### DIRECTIVE
Rewrite the records from the line containing "Q: Pick out each instance of the white ceiling" through the end of the records, that line and the last included, with 96 added to every answer coordinate. Keep all other lines unchanged.

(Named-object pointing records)
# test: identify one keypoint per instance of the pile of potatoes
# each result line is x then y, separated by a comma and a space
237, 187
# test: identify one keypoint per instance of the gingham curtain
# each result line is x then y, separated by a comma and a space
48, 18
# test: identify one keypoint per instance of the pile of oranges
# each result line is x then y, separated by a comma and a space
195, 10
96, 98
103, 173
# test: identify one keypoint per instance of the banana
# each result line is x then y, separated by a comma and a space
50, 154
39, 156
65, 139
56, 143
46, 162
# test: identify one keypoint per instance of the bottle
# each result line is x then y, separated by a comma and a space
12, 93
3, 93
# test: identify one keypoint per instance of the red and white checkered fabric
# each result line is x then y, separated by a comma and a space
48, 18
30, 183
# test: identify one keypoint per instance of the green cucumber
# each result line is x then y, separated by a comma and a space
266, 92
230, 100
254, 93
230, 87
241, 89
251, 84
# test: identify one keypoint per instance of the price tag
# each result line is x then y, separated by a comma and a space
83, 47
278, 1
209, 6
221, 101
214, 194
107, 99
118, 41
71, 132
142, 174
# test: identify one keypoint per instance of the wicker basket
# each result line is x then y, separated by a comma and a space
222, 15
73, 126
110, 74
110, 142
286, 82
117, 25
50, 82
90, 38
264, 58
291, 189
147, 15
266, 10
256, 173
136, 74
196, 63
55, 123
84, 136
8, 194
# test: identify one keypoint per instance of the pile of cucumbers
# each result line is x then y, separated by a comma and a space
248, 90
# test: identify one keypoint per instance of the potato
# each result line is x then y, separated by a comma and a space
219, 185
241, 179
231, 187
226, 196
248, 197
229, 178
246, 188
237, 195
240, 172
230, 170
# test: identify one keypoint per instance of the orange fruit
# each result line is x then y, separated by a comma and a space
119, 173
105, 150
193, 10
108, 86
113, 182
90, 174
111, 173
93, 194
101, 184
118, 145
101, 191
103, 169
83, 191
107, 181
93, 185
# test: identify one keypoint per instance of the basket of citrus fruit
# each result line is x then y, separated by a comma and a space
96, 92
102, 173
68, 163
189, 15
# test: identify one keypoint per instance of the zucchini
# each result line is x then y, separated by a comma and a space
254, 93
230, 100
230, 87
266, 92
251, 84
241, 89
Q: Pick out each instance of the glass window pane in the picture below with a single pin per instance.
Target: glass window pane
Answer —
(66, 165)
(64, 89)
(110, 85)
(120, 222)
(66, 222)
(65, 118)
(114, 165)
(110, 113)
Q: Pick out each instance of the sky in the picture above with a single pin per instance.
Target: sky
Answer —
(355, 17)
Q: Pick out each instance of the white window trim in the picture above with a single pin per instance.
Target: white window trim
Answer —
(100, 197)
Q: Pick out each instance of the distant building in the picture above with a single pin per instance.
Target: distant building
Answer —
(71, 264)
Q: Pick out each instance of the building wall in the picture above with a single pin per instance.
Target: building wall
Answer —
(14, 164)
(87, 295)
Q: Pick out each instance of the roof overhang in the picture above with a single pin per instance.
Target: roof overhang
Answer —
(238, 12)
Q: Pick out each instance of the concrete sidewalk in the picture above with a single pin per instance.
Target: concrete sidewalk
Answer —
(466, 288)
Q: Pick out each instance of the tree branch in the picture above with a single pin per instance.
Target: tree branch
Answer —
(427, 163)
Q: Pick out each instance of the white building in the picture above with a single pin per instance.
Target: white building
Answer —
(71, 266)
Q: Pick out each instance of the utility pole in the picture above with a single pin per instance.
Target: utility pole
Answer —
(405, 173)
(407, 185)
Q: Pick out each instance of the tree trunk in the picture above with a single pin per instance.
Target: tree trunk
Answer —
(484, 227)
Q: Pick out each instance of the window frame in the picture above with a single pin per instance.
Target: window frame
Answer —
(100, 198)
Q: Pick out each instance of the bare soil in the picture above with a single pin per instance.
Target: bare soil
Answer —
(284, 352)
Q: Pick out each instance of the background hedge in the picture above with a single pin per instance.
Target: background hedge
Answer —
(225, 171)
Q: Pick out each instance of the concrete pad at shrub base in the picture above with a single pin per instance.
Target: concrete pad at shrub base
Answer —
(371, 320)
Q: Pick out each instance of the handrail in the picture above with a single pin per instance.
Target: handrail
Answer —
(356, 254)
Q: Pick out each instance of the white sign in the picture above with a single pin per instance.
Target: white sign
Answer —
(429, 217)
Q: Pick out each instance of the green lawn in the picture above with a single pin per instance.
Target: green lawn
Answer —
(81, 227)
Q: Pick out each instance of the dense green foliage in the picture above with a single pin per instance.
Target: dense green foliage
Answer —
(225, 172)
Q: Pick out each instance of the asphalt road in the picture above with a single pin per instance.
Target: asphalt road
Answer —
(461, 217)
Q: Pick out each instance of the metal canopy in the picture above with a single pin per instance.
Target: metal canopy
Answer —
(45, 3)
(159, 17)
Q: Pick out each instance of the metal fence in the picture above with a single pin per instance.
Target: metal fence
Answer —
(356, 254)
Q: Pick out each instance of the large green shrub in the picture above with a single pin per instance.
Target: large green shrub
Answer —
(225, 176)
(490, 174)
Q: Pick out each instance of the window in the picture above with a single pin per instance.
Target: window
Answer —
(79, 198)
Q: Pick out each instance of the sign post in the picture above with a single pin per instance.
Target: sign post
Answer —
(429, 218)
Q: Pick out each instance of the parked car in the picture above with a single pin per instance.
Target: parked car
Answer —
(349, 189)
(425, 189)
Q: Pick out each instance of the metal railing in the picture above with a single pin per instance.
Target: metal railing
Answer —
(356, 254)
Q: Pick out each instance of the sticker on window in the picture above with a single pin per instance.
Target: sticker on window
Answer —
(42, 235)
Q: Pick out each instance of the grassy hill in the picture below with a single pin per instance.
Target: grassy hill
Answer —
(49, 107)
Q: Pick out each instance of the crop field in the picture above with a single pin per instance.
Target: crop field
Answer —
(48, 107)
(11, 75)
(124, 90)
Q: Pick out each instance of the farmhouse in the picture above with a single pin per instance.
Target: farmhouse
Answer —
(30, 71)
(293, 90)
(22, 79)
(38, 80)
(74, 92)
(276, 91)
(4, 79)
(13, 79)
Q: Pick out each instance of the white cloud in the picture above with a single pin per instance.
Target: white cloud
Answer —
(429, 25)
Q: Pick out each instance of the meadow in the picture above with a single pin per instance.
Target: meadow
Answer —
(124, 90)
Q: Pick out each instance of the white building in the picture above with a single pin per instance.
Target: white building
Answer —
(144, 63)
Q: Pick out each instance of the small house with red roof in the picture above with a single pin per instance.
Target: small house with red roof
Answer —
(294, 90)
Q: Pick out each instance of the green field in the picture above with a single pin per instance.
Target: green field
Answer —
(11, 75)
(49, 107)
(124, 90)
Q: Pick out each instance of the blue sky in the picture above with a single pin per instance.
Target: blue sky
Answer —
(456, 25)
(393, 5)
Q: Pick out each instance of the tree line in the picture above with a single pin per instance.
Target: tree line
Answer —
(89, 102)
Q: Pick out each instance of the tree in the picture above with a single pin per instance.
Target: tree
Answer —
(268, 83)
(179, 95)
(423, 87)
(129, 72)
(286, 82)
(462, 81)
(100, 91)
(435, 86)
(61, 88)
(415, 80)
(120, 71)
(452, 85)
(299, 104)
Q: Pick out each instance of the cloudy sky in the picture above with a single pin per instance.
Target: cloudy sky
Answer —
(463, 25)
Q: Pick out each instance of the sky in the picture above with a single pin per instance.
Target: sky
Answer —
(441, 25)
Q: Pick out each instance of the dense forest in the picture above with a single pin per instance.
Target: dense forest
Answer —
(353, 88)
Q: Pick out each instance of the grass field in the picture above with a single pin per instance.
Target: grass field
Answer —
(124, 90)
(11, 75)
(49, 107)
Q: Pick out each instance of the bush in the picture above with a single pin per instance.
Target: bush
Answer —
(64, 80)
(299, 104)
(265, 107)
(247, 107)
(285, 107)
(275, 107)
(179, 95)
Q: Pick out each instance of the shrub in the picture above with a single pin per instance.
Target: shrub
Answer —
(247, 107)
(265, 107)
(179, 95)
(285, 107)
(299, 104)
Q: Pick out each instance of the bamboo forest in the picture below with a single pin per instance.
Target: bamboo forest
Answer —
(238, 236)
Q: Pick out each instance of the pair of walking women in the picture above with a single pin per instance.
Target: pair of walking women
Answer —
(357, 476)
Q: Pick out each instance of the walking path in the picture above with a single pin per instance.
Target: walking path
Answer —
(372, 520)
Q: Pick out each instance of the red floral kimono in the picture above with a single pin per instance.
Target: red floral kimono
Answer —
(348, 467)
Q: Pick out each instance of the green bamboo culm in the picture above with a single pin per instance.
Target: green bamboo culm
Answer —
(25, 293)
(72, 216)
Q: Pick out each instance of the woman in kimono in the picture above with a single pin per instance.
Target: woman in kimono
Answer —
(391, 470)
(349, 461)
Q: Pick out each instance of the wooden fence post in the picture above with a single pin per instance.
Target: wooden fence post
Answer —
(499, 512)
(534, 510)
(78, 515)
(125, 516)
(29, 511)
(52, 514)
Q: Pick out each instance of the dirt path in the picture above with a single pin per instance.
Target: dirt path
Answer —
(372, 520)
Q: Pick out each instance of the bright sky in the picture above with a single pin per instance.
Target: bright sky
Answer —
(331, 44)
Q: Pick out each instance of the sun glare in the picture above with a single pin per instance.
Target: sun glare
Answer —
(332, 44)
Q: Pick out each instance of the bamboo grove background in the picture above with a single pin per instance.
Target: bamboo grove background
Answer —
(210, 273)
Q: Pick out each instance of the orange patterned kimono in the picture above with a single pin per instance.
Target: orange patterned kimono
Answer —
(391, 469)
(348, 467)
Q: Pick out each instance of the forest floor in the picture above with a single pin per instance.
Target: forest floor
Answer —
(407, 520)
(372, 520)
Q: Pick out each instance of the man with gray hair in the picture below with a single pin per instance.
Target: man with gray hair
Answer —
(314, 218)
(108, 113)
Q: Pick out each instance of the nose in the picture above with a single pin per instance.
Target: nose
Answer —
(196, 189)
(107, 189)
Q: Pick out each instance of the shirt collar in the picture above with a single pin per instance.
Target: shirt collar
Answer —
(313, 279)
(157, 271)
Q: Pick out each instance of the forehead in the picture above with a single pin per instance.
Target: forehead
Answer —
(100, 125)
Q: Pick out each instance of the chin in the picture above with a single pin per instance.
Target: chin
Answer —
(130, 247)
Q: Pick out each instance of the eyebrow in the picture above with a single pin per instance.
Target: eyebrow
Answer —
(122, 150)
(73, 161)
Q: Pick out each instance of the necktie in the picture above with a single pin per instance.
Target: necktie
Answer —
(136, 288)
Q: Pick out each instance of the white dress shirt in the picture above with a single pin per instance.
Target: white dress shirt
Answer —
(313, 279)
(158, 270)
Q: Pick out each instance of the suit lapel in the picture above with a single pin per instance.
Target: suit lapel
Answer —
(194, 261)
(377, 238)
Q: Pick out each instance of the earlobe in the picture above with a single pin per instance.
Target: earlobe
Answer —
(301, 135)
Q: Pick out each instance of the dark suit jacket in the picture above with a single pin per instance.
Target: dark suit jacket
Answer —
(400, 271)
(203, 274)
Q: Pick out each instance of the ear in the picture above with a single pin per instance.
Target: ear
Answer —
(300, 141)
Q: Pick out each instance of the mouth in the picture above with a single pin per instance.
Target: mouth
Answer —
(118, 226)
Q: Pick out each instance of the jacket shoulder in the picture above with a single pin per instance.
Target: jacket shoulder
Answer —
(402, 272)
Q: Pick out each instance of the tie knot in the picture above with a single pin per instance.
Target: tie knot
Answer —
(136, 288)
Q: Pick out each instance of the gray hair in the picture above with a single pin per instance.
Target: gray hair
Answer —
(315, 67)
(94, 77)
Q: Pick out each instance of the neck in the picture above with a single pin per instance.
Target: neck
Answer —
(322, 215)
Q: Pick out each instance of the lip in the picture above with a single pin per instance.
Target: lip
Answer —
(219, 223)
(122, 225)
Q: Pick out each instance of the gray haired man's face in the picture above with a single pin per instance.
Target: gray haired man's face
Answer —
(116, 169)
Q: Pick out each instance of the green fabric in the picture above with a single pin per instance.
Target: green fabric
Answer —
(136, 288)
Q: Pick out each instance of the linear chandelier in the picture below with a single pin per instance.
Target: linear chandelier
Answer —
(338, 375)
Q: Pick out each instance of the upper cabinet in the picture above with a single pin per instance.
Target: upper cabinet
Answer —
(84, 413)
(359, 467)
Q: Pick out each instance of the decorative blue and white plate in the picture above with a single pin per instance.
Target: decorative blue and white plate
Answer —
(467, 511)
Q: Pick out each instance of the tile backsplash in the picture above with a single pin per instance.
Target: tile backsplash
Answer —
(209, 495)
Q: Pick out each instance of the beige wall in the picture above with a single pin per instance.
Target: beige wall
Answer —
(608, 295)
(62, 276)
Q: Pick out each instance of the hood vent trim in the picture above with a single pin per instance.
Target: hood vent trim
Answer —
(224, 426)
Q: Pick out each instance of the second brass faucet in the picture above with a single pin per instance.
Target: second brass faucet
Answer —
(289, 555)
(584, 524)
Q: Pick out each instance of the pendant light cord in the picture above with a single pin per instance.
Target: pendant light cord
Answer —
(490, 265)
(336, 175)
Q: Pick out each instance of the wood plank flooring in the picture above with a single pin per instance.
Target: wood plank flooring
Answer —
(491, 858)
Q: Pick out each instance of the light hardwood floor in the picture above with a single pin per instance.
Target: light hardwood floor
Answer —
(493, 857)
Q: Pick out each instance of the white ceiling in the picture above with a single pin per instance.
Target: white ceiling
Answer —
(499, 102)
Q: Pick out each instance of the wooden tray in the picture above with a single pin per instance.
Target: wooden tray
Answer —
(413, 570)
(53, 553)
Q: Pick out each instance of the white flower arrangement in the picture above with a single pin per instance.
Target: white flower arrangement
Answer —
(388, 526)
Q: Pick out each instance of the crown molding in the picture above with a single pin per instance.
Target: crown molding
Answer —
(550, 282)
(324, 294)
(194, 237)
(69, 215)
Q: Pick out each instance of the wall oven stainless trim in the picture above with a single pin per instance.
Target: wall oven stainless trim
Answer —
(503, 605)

### TASK RESPONSE
Q: Pick out each instance of the white ceiling in the picture above with a single pin per instance.
Target: white ceiling
Answer —
(595, 198)
Q: Pick out each instance of the wooden tray in the picture above with a single pin per instance.
Target: wooden tray
Answer —
(509, 666)
(149, 649)
Q: Pick out each instance of the white flower arrangement in the picture above with a single pin per instance.
Target: white flower arrangement
Answer —
(484, 622)
Q: Pick out each instance of the crown molding in the picture above with a single pin per instance.
Target: crown molding
Answer —
(646, 378)
(420, 390)
(290, 333)
(165, 311)
Q: Pick out each instance of the wall oven stainless trim in the picture above with a single pin per instance.
Target: wall oven stainless trim
Answer —
(599, 701)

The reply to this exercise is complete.